Problem to solve -
Print the following records again without changing any character.

Stored records -
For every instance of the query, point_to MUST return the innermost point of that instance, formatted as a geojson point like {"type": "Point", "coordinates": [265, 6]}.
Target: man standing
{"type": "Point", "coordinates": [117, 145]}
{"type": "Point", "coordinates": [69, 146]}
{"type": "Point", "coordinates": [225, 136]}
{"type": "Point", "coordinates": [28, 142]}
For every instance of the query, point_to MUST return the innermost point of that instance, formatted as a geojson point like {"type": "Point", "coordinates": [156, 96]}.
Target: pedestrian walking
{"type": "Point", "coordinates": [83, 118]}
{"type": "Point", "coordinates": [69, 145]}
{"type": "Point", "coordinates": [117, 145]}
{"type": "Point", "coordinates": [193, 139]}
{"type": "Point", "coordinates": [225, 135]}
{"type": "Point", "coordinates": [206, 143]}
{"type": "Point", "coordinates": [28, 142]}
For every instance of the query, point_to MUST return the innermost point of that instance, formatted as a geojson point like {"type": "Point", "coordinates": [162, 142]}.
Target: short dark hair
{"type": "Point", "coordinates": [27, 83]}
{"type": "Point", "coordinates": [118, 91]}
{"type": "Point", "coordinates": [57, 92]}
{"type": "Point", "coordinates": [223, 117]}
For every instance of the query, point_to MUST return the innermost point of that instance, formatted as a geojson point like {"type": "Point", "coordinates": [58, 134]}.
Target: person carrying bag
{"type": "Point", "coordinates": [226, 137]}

Result -
For every instance of the query, point_to MUST return the innermost point of that instance, formatted as a geojson point like {"type": "Point", "coordinates": [265, 6]}.
Target: man standing
{"type": "Point", "coordinates": [117, 145]}
{"type": "Point", "coordinates": [69, 146]}
{"type": "Point", "coordinates": [225, 136]}
{"type": "Point", "coordinates": [28, 142]}
For every instance of the query, point_to MUST return the innermost point of that instance, formatted as a geojson point like {"type": "Point", "coordinates": [156, 96]}.
Target: pedestrian walking
{"type": "Point", "coordinates": [83, 118]}
{"type": "Point", "coordinates": [69, 145]}
{"type": "Point", "coordinates": [117, 145]}
{"type": "Point", "coordinates": [193, 139]}
{"type": "Point", "coordinates": [225, 135]}
{"type": "Point", "coordinates": [206, 143]}
{"type": "Point", "coordinates": [28, 142]}
For every instance of the query, point_to MUST return the innermost point of that instance, formatted as a geojson point like {"type": "Point", "coordinates": [162, 142]}.
Target: short dark hair
{"type": "Point", "coordinates": [27, 83]}
{"type": "Point", "coordinates": [118, 91]}
{"type": "Point", "coordinates": [57, 92]}
{"type": "Point", "coordinates": [223, 117]}
For every instance of the query, point_to MUST return the innermost point of that instance, formatted as a geojson point like {"type": "Point", "coordinates": [58, 134]}.
Target: person carrying bag
{"type": "Point", "coordinates": [226, 137]}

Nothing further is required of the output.